Which lines of the data contain the string "striped"? Pull out every one of them, treating uppercase and lowercase as different.

Data on where objects are located:
═══

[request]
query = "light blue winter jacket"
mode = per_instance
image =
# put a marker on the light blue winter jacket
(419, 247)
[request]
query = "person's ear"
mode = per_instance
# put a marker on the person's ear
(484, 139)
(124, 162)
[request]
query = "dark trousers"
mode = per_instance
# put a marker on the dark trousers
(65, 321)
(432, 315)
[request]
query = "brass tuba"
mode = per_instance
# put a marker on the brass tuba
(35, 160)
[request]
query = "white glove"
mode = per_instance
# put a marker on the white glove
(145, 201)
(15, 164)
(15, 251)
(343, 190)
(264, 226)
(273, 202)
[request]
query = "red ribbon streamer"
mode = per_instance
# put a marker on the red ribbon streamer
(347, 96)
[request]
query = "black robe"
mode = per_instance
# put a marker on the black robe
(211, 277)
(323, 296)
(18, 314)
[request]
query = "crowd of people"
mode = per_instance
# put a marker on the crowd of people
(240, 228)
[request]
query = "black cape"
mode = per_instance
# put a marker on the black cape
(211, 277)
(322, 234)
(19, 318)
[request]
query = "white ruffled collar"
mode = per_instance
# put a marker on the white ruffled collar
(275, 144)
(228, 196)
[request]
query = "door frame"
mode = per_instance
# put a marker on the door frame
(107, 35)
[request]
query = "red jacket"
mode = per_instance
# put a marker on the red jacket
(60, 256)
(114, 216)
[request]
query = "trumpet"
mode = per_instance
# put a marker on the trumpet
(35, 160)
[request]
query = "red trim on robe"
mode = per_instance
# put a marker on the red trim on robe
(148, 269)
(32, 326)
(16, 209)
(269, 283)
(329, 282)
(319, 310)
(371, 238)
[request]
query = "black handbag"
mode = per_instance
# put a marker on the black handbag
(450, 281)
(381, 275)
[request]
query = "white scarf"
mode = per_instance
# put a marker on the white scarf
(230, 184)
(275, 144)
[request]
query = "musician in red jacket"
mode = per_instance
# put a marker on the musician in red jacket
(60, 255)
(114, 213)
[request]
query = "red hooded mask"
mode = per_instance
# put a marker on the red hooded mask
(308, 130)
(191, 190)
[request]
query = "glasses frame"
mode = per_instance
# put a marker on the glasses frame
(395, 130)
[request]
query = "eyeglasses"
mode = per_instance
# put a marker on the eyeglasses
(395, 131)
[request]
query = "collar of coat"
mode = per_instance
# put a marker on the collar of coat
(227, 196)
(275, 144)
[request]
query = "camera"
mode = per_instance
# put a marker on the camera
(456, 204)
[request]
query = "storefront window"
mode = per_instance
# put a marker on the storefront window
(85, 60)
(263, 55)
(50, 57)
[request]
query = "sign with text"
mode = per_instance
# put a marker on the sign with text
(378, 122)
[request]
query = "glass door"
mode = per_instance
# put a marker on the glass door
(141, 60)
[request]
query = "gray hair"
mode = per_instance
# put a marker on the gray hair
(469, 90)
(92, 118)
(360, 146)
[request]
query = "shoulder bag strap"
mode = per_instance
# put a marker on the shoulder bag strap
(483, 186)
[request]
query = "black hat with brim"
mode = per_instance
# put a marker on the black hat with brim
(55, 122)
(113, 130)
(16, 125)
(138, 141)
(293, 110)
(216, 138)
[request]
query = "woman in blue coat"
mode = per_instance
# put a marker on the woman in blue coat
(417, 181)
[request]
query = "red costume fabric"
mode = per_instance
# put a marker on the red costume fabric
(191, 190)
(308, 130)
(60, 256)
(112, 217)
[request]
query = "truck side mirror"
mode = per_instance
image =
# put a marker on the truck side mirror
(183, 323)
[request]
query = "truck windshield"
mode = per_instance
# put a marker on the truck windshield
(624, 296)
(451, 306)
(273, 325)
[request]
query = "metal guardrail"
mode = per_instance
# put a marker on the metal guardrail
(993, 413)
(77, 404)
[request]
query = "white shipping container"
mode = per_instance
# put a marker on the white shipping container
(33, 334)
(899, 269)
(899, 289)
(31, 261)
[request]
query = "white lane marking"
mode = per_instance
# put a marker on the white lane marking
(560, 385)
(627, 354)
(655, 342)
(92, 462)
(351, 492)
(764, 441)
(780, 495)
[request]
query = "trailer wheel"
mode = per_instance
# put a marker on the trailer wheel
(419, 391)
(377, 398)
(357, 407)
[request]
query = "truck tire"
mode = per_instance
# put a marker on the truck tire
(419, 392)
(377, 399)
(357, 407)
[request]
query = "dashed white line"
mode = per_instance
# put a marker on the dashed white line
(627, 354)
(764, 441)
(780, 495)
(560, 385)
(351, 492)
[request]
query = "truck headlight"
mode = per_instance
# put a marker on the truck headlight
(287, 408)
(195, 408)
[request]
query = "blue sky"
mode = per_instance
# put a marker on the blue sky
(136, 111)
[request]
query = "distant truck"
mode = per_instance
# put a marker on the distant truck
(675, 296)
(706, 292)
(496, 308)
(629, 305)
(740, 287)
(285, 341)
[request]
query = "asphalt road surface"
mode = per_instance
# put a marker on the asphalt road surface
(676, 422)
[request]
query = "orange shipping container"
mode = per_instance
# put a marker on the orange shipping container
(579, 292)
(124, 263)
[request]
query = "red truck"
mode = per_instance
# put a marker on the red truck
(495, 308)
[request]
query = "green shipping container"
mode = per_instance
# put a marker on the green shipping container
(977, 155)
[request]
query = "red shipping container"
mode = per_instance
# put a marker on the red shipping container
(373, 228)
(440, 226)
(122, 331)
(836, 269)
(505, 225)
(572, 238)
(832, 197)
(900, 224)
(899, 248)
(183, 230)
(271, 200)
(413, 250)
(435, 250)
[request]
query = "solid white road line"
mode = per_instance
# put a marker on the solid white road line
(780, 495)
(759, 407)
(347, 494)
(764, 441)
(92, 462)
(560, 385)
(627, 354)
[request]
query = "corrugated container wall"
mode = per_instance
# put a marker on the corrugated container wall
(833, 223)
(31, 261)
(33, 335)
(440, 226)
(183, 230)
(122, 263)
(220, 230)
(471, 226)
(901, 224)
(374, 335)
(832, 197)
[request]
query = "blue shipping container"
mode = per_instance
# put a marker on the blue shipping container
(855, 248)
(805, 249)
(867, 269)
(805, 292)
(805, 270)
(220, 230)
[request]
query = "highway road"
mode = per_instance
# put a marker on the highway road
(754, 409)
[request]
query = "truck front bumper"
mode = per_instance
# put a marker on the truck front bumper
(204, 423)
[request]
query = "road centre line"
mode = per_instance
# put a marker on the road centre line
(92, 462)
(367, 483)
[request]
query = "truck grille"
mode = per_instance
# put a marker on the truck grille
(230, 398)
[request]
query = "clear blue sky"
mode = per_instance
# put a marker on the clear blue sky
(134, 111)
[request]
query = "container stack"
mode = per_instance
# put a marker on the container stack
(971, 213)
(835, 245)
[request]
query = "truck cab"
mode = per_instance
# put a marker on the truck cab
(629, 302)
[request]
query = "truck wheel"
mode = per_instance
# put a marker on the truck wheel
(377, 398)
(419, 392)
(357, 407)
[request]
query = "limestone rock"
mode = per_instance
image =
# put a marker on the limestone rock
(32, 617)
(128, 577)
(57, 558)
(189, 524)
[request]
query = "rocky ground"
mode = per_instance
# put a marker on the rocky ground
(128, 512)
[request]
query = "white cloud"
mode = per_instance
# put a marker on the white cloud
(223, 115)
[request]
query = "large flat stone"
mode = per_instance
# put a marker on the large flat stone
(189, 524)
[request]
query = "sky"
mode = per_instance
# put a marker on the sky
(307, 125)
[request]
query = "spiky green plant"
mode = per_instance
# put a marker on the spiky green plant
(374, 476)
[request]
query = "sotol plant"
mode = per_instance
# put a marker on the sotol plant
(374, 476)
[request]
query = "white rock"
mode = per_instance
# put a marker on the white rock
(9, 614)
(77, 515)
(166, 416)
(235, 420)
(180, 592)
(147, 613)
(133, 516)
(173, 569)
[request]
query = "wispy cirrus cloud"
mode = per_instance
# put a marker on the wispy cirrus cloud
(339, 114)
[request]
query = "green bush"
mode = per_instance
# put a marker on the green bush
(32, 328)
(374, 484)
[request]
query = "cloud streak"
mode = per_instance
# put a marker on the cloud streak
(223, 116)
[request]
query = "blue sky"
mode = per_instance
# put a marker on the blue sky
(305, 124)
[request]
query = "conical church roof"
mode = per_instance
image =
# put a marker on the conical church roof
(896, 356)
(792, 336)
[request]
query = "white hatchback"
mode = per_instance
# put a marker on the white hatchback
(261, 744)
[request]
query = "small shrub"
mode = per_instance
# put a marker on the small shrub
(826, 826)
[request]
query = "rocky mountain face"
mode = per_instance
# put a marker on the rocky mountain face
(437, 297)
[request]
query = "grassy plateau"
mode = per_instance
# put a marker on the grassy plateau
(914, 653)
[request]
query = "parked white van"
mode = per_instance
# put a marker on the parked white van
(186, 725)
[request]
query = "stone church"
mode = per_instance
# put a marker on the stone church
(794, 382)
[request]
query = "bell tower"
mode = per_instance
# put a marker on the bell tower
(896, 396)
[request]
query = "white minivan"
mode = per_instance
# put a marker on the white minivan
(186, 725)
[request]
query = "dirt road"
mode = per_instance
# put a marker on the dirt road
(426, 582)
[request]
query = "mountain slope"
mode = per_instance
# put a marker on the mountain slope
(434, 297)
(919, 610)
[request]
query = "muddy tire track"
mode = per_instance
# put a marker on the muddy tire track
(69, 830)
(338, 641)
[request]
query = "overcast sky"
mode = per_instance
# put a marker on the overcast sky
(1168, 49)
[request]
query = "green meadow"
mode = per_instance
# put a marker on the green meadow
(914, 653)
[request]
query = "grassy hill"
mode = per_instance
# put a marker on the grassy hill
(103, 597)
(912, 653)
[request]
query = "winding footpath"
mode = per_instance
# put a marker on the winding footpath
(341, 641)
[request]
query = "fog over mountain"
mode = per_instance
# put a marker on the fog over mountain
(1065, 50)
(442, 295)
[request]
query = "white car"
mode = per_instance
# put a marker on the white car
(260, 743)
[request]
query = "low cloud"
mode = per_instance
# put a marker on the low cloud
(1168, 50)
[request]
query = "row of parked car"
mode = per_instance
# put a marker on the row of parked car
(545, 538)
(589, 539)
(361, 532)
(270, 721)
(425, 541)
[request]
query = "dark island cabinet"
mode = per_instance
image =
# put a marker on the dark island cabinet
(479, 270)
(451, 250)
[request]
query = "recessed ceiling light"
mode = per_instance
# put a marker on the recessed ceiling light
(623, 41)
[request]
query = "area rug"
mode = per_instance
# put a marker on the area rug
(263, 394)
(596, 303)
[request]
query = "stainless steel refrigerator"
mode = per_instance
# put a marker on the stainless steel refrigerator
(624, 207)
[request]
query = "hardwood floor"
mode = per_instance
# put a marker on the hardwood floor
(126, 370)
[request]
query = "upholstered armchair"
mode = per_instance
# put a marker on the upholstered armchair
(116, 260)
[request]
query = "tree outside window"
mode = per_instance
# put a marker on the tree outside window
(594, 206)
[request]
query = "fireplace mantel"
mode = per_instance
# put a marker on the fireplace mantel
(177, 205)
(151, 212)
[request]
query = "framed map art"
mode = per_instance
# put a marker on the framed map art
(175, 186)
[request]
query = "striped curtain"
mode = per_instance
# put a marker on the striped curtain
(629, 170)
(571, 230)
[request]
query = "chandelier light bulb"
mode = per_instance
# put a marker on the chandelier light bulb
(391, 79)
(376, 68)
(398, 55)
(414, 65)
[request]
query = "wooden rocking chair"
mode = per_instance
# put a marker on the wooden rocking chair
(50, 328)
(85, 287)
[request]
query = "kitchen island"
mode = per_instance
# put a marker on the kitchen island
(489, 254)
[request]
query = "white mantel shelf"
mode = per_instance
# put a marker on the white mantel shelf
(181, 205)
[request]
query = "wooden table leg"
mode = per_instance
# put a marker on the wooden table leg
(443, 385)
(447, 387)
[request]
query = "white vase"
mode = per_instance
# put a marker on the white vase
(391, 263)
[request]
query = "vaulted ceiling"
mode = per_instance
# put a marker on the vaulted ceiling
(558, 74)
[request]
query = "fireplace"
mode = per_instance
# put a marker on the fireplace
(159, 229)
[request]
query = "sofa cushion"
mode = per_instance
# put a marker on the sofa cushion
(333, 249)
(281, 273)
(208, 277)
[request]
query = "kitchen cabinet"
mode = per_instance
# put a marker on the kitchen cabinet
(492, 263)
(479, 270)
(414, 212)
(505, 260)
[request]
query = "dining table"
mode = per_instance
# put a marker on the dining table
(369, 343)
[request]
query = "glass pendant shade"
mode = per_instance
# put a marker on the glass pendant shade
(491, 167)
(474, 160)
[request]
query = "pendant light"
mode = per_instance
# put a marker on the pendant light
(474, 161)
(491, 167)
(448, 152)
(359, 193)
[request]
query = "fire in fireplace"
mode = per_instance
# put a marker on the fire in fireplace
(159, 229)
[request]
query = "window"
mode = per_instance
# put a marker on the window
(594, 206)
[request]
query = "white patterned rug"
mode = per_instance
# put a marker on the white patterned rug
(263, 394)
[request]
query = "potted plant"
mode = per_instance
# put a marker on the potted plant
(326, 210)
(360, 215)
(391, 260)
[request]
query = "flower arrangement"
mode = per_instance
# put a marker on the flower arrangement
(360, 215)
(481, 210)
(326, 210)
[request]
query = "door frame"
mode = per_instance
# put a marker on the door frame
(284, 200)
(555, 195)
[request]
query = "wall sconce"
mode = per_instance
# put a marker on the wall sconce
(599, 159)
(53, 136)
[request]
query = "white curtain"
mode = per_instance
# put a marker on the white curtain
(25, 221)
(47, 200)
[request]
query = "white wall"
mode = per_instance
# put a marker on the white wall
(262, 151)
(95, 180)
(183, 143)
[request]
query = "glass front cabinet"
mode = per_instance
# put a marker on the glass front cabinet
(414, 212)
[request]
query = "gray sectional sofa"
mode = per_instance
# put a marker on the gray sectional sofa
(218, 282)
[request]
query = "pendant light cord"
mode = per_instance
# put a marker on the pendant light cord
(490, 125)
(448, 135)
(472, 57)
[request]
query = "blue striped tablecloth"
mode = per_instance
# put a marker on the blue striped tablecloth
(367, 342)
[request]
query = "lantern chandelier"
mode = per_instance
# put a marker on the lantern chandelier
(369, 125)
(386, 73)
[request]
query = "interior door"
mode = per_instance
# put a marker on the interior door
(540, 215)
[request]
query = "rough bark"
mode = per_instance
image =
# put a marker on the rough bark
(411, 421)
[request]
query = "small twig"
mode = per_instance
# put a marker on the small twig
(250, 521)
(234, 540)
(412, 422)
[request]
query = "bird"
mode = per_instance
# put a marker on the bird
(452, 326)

═══

— Answer below —
query = "striped curtain"
# put a marker on the striped curtain
query = "blue striped tablecloth"
# put a marker on the blue striped tablecloth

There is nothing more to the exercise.